**SET PROBLEM A**
Return the part of the passage on the Afghan war from "Unlike the war" to "in its territory.", word for word.

Unlike the war in Iraq, the Afghan campaign had always seemed to me a war of necessity. Though the Taliban’s ambitions were confined to Afghanistan, their leadership remained loosely allied to al-Qaeda, and their return to power could result in the country once again serving as a launching pad for terrorist attacks against the United States and its allies. Moreover, Pakistan had shown neither the capacity nor the will to dislodge al-Qaeda’s leadership from its current sanctuary in a remote, mountainous, and barely governed region straddling the Afghanistan-Pakistan border. This meant that our ability to pin down and ultimately destroy the terrorist network depended on the Afghan government’s willingness to let U.S. military and intelligence teams operate in its territory.
Unfortunately the six-year diversion of U.S. attention and resources to Iraq had left the situation in Afghanistan more perilous. Despite the fact that we had more than thirty thousand U.S. troops on the ground and an almost equal number of international coalition troops there, the Taliban controlled large swaths of the country, particularly in the regions along the border with Pakistan. In places where U.S. or coalition forces weren’t present, Taliban fighters overwhelmed a far larger but badly trained Afghan army. Meanwhile, mismanagement and rampant corruption inside the police force, district governorships, and key ministries had eroded the legitimacy of Hamid Karzai’s government and siphoned off foreign aid dollars desperately needed to improve living conditions for one of the world’s poorest populations.
The lack of a coherent U.S. strategy didn’t help matters. Depending on who you talked to, our mission in Afghanistan was either narrow (wiping out al-Qaeda) or broad (transforming the country into a modern, democratic state that would be aligned with the West). Our Marines and soldiers repeatedly cleared the Taliban from an area only to see their efforts squandered for lack of even halfway-capable local governance. Whether because of overambition, corruption, or lack of Afghan buy-in, U.S.-sponsored development programs often failed to deliver as promised, while the issuance of massive U.S. contracts to some of Kabul’s shadiest business operators undermined the very anti-corruption efforts designed to win over the Afghan people.
In light of all this, I told Gates that my first priority was to make sure our agencies, both civilian and military, were aligned around a clearly defined mission and a coordinated strategy. He didn’t disagree. As a CIA deputy director in the 1980s, Gates had helped oversee the arming of the Afghan mujahideen in their fight against the Soviet occupation of their country. The experience of watching that loosely organized insurgency bleed the mighty Red Army into retreat—only to have elements of that same insurgency later evolve into al-Qaeda—had made Gates mindful of the unintended consequences that could result from rash actions. Unless we established limited and realistic objectives, he told me, “we’ll set ourselves up for failure.”
The chairman of the Joint Chiefs of Staff, Admiral Mike Mullen, also saw the need for a revamped Afghan strategy. But there was a catch: He and our military commanders first wanted me to authorize the immediate deployment of an additional thirty thousand U.S. troops.
In fairness to Mullen, the request, which had come from the International Security Assistance Force (ISAF) commander in Afghanistan, General Dave McKiernan, had been pending for several months. During the transition, President Bush had put out feelers to see if we wanted him to order the deployment before I took office, but we’d indicated that our preference was to hold off until the incoming team had fully assessed the situation. According to Mullen, McKiernan’s request could no longer wait.

**PROVIDED RECORDS**
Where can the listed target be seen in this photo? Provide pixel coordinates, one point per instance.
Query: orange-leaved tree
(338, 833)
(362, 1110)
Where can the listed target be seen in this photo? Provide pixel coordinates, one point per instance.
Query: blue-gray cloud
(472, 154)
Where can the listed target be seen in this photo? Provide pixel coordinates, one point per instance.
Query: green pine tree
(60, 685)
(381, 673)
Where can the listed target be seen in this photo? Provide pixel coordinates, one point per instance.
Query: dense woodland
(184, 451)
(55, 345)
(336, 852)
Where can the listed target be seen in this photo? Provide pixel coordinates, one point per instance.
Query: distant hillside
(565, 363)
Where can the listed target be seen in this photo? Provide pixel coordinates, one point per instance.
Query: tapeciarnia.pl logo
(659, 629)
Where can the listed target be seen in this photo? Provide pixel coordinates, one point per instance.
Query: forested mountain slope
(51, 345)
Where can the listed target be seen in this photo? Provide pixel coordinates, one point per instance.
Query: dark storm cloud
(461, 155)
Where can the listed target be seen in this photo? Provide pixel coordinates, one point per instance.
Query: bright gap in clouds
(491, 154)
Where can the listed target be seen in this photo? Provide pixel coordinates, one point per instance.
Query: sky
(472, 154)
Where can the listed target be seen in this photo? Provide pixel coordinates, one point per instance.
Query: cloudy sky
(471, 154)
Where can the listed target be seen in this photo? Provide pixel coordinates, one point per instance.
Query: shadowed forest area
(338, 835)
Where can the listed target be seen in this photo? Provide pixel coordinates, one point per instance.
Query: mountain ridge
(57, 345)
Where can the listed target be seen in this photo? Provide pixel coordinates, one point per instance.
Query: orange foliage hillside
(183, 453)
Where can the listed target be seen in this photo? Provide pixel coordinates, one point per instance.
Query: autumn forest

**SET PROBLEM B**
Report each line of the entries that contains the string "tree". Matching is case-sensitive.

**RIGHT ANSWER A**
Unlike the war in Iraq, the Afghan campaign had always seemed to me a war of necessity. Though the Taliban’s ambitions were confined to Afghanistan, their leadership remained loosely allied to al-Qaeda, and their return to power could result in the country once again serving as a launching pad for terrorist attacks against the United States and its allies. Moreover, Pakistan had shown neither the capacity nor the will to dislodge al-Qaeda’s leadership from its current sanctuary in a remote, mountainous, and barely governed region straddling the Afghanistan-Pakistan border. This meant that our ability to pin down and ultimately destroy the terrorist network depended on the Afghan government’s willingness to let U.S. military and intelligence teams operate in its territory.

**RIGHT ANSWER B**
Query: orange-leaved tree
Query: green pine tree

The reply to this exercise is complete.